━━━ Entries provided ━━━
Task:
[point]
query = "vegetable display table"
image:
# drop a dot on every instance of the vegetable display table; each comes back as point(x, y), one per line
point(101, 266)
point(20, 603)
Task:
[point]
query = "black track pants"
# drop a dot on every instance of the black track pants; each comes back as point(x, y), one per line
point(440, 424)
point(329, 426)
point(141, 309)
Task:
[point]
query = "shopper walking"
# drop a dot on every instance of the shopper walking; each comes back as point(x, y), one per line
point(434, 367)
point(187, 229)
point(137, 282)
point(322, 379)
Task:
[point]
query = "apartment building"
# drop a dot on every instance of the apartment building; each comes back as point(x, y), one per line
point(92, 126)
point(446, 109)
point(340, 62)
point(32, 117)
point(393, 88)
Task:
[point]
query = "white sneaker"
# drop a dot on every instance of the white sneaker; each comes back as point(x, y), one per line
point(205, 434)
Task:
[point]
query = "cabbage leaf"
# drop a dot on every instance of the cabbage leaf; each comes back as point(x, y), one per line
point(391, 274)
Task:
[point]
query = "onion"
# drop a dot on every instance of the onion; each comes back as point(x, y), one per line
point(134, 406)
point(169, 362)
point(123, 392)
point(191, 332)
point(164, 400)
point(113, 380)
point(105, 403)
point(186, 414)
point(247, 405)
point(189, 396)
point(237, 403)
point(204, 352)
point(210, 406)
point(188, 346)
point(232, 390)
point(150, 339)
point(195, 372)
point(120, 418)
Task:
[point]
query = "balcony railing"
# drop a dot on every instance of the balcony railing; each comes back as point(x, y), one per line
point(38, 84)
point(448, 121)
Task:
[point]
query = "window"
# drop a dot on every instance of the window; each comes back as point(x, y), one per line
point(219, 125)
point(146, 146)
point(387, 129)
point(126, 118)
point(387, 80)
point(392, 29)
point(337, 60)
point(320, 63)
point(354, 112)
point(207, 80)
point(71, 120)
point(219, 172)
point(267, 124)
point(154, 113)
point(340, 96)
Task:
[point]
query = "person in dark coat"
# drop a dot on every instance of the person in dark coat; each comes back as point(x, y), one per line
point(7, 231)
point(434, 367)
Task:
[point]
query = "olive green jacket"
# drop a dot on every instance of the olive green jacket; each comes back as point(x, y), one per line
━━━
Instructions for the task
Isolate each line of the listing above that includes "query". Copy it.

Written response
query = "vegetable display table"
query = "black track pants"
query = "shopper walking"
query = "apartment building"
query = "white sneaker"
query = "cabbage leaf"
query = "onion"
query = "balcony railing"
query = "window"
query = "person in dark coat"
query = "olive green jacket"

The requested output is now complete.